課題の指示 –
ページ本文から引いた次の一文を英語に訳しなさい。「5月の新庁舎への移転により清瀬市議会にもやっと映像配信が導入されました。」

ページ本文 –
議会こそわがまちのリスクコミュニケーション

新庁舎の清瀬市議会議場(清瀬市HPより)

投票には行くものの、自治体の議会って何してるの?と思っている方も多いのではないでしょうか。

5月の新庁舎への移転により清瀬市議会にもやっと映像配信が導入されました。全国的にみてもかなり遅く、多摩26市でも最後という状況でした。

さらに近隣の自治体議会ではすでに議会基本条例が作られ、議会報告会や議会としての調査提案活動などが実施されているところも増えており、議会が組織としての機能を果たすことが進んでいます。

特に昨年度はコロナ禍においてさまざまな面で先が見通せない中、緊急的な対応が必要な状況が続き、どのような支援が求められているのか、何を優先すべきなのかという判断を迅速に行うことが自治体や、自治体議会に求められました。コロナウイルスの実態すらよくわからなかった昨年の3月は、清瀬市議会ではできるだけ開催日数を減らすという対策をとりましたが、その後の国からの交付金の使途などもっと十分な議論が必要だったのではないかと感じました。

コロナ禍において、どのように自治体議会の運営を進めていくべきなのでしょうか。自治体議会の改革を進めてきた市民と議員の条例づくり交流会議主催のオンライン学習会「オンラインで市民とつながる『討論の広場』」では、廣瀬克哉法政大学教授による基調提起、そしてコロナ禍においても議会としての活動を後退させることなく、むしろこれを機に議会活動を進化させている自治体議会の先進的な取り組みが紹介されました。

 

  • 基調提起

・議会が関与する意義は行政の裁量ではなく、住民の意思決定となることであり、リアルに参集できなくても審議議決できるようにしていくことが最悪の事態に備える危機管理の基本ではないか

・拙速にならない迅速な判断を、異なる見解を持つ複数の議員で、リスクコミュニケーションを行うことが議会の役割ではないか

・オンライン化によりこれまで議会との距離が遠かった人と近くなるための使い方をする工夫が必要ではないか

 

  • コロナ禍における実践報告

・市公式YouTubeで手話通訳も入れての議会報告の動画配信(東京都東村山市議会)

提示データ –
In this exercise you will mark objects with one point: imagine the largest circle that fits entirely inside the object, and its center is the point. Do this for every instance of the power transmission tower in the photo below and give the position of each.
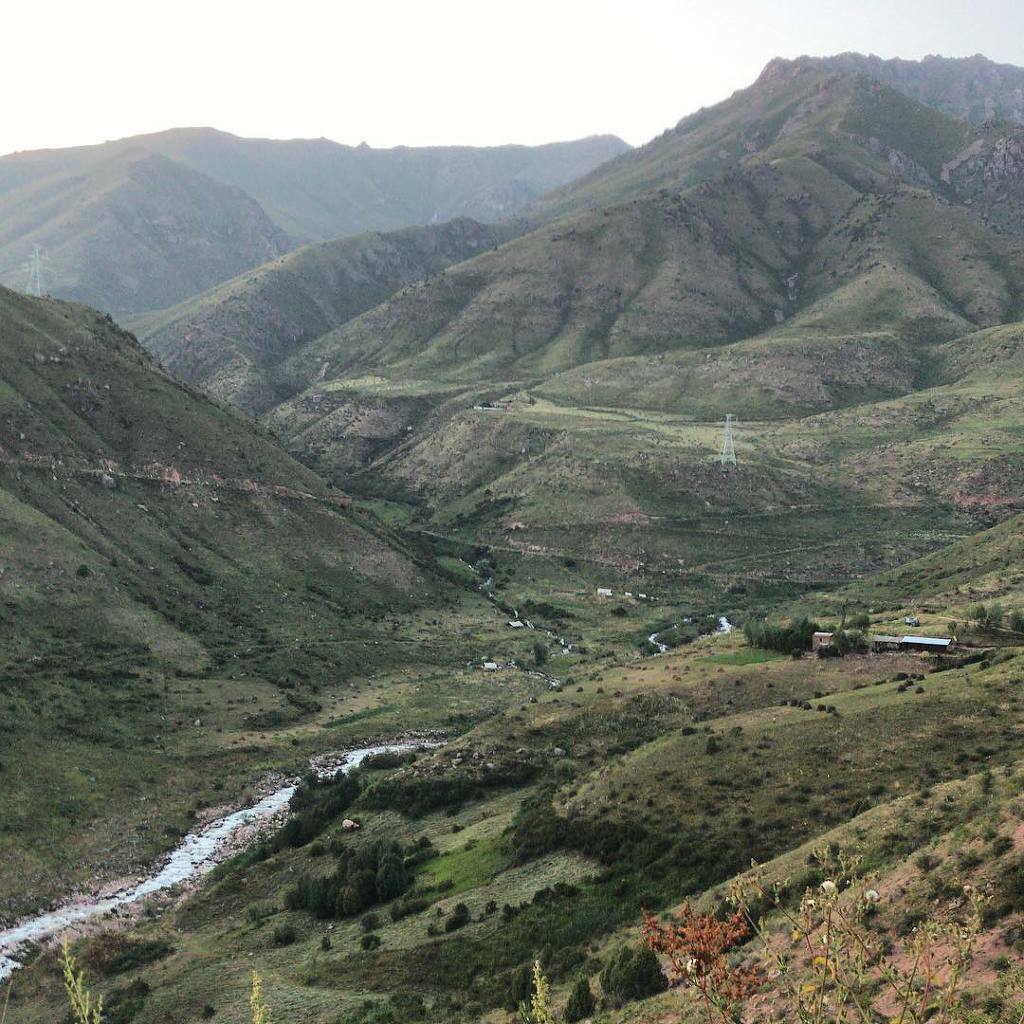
(727, 457)
(34, 265)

解答 –
With the move to the new city hall in May, video streaming has finally been introduced to the Kiyose City Council as well.